Activity list:
- 1) In the Senate health bill interview, how many people in Indiana are included in the Healthy Indiana Plan?
- 2) Decide whether each statement agrees with the Senate health bill interview: (a) Margaret Mary Health is in Batesville, Indiana. (b) The Senate Bill proposes $500 billion in cuts. (c) Putnam puts the community's population at 6,500 people. Answer each with yes or no and quote the deciding words.

Page text:
◇ ◇ ◇ ◇ ◇

June 30, 2017
This week we have had the opportunity to chat with some health leaders for further perspective on the Senate health bill. Today Tim Putnam, CEO of Margaret Mary Health, joined us to discuss the recent Senate Health Bill and how it may affect rural communities.
We asked Putnam to provide us with an overview of Margaret Mary Health, a non-for-profit critical access hospital in Batesville, Indiana.
He explained, “We are a small, rural community in Indiana, 6,500 people. Our hospital is critical access, and quite frankly we are focused on our mission to improve the health of our community.”
We asked how the Senate Health Bill impacts Indiana’s Medicaid expansion.
“Well, we are very proud of how Indiana expanded Medicaid. We have 400 thousand people in the state of Indiana that have been included in what we refer to as, The Healthy Indiana Plan, or the Medicaid expansion. We feel that the cuts that are proposed in the Senate Bill, $700 billion in cuts, endanger that expansion. It really was an expansion between then-Governor Mike Pence and the Obama Administration, really working together to find something that fit The Affordable Care Act and worked for Indiana. I think we really have a good solution,” explained Putnam.
We asked if he could provide us with some examples of the Indiana expansion and how it benefited.

◇ ◇ ◇ ◇ ◇

Recorded data:
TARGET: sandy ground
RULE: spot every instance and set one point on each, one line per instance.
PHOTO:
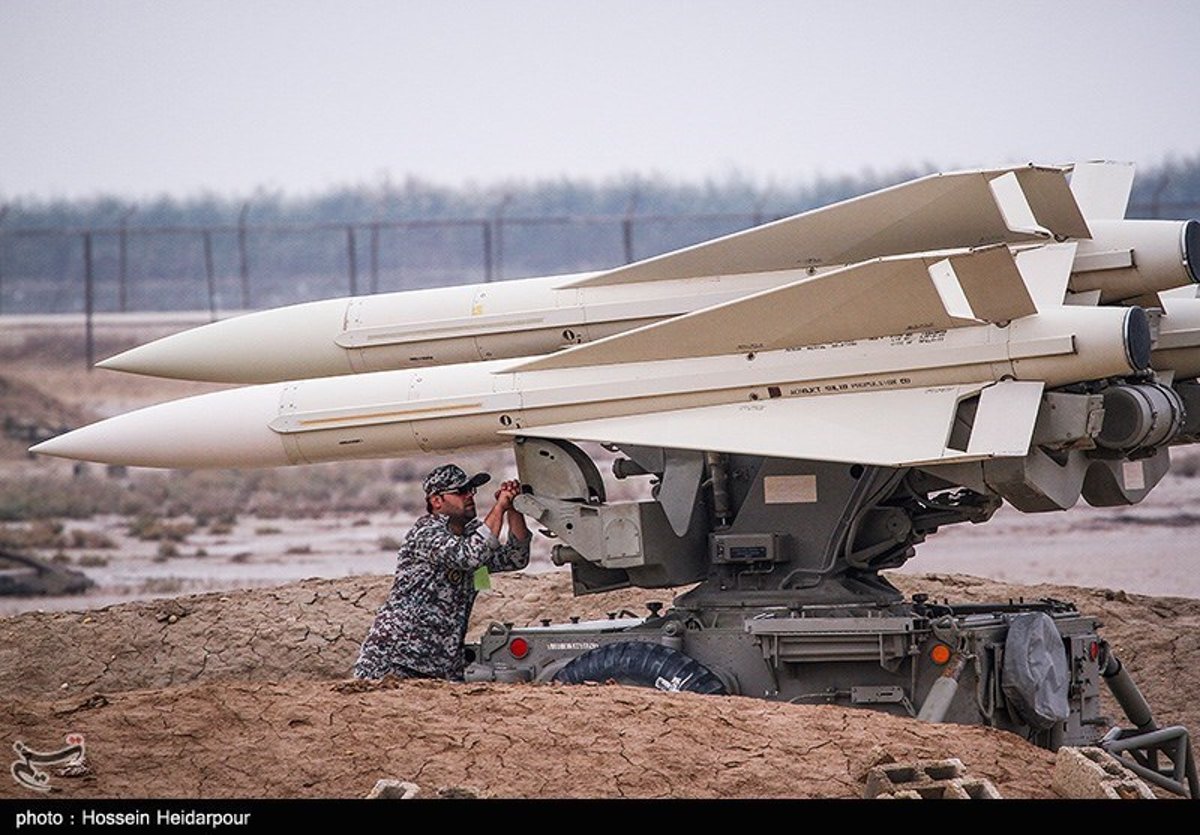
(225, 673)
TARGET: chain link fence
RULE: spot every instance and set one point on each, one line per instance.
(225, 269)
(238, 268)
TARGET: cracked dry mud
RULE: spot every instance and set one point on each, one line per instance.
(246, 694)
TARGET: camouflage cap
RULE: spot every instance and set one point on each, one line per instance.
(450, 478)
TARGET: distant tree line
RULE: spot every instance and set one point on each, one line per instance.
(223, 253)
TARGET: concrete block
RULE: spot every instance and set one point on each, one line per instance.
(1091, 773)
(928, 780)
(393, 790)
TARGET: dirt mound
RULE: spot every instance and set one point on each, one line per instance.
(246, 695)
(29, 415)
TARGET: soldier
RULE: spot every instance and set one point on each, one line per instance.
(419, 631)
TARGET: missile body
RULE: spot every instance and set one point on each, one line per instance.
(417, 329)
(1177, 347)
(399, 413)
(1123, 259)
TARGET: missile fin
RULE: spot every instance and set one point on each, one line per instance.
(1047, 272)
(1102, 188)
(903, 427)
(940, 211)
(933, 292)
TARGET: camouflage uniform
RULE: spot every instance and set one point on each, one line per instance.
(419, 631)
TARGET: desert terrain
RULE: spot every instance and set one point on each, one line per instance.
(211, 656)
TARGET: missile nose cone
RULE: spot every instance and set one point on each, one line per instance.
(264, 347)
(223, 428)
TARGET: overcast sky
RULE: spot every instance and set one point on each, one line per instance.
(136, 98)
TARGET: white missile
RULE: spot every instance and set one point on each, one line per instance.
(793, 371)
(1021, 206)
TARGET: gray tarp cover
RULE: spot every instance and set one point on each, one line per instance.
(1036, 672)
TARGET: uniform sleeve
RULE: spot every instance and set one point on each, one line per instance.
(513, 556)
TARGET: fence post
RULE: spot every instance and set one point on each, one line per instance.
(375, 257)
(498, 217)
(123, 262)
(243, 260)
(354, 260)
(487, 250)
(88, 301)
(209, 274)
(627, 227)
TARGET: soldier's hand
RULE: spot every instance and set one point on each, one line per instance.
(508, 491)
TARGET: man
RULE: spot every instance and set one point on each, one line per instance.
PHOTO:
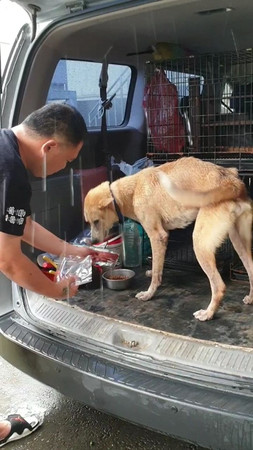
(42, 144)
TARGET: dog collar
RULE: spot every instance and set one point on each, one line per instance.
(116, 206)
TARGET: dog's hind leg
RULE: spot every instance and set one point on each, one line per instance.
(211, 228)
(159, 240)
(241, 238)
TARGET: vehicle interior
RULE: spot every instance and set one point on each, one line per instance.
(206, 58)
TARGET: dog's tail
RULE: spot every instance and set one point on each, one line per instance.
(199, 199)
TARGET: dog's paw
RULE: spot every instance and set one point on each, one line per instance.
(203, 314)
(144, 296)
(248, 300)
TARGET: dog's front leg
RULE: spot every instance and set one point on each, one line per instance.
(159, 242)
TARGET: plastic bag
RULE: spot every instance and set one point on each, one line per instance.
(76, 266)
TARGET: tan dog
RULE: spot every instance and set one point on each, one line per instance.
(172, 196)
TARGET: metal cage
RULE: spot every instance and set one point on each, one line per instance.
(201, 105)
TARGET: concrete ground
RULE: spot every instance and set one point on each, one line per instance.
(69, 425)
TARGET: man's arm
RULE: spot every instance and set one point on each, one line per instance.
(20, 269)
(42, 239)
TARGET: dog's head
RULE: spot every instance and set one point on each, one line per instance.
(99, 211)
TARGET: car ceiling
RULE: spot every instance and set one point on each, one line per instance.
(200, 26)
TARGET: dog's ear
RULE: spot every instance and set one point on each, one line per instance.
(105, 202)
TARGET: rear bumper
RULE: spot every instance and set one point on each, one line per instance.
(207, 417)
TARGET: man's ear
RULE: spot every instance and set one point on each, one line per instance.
(49, 145)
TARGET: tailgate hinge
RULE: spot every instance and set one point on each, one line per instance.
(76, 6)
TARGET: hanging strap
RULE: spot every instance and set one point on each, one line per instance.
(105, 104)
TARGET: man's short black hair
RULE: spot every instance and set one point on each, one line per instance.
(58, 119)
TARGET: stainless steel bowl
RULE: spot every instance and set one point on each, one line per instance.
(113, 278)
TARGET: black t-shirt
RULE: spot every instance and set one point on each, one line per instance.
(15, 188)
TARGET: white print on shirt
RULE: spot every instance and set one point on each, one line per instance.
(15, 216)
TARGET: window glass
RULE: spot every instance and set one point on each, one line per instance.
(77, 83)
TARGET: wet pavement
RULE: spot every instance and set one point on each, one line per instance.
(69, 425)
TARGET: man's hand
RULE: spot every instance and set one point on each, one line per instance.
(67, 288)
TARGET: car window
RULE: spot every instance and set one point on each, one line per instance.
(77, 83)
(10, 13)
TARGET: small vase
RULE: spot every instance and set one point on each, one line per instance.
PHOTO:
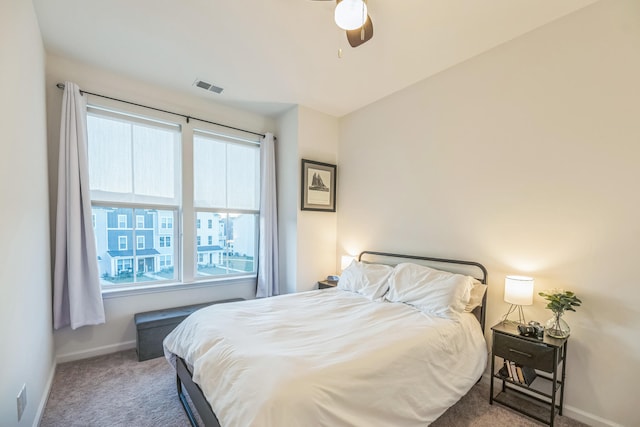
(556, 327)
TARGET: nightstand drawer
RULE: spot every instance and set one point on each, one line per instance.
(527, 353)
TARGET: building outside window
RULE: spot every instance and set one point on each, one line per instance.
(227, 196)
(136, 178)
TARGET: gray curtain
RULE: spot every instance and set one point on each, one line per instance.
(77, 298)
(268, 240)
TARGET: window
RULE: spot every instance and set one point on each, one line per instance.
(134, 173)
(226, 193)
(136, 178)
(165, 241)
(167, 223)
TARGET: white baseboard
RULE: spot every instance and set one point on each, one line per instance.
(93, 352)
(45, 396)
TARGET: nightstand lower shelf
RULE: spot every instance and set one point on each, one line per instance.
(526, 404)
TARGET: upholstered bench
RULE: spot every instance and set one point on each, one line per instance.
(153, 326)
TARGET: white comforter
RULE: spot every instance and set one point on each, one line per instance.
(328, 358)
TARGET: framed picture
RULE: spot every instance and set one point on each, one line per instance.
(318, 186)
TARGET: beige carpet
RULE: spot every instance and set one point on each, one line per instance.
(117, 390)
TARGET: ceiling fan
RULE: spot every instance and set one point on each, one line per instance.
(352, 16)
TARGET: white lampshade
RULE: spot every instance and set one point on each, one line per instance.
(350, 14)
(518, 290)
(345, 261)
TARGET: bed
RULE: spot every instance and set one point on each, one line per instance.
(397, 342)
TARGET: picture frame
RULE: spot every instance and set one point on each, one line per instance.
(318, 186)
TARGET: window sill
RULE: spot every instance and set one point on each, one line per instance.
(172, 287)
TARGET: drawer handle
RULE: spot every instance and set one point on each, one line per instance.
(520, 352)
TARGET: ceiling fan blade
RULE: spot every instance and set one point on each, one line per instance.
(355, 36)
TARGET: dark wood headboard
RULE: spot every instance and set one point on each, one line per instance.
(469, 268)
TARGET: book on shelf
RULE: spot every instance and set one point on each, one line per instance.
(514, 371)
(529, 374)
(517, 373)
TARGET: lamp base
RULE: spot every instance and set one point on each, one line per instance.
(513, 309)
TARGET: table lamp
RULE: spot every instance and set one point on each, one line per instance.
(518, 291)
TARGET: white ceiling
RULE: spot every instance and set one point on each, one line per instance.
(270, 54)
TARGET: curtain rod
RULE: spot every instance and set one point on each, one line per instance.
(82, 92)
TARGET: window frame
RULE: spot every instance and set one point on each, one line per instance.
(184, 255)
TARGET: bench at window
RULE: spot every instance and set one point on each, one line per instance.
(153, 326)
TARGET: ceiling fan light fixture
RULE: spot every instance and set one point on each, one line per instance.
(351, 14)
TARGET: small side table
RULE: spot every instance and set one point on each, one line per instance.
(326, 284)
(547, 356)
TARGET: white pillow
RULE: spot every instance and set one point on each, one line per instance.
(432, 291)
(477, 293)
(370, 280)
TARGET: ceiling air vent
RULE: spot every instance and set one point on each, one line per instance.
(207, 86)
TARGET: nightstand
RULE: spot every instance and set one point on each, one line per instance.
(325, 284)
(543, 397)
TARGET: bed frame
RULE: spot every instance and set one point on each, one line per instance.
(184, 375)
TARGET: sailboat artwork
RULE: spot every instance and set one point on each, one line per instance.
(319, 192)
(318, 185)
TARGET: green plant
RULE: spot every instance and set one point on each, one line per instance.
(560, 300)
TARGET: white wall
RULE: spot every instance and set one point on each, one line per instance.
(318, 141)
(119, 330)
(25, 275)
(307, 238)
(525, 159)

◇ ◇ ◇ ◇ ◇

Task-by-task solutions:
- 1) 400 thousand people.

- 2)
(a) Yes: "a non-for-profit critical access hospital in Batesville, Indiana"
(b) No: "$700 billion in cuts"
(c) Yes: "We are a small, rural community in Indiana, 6,500 people."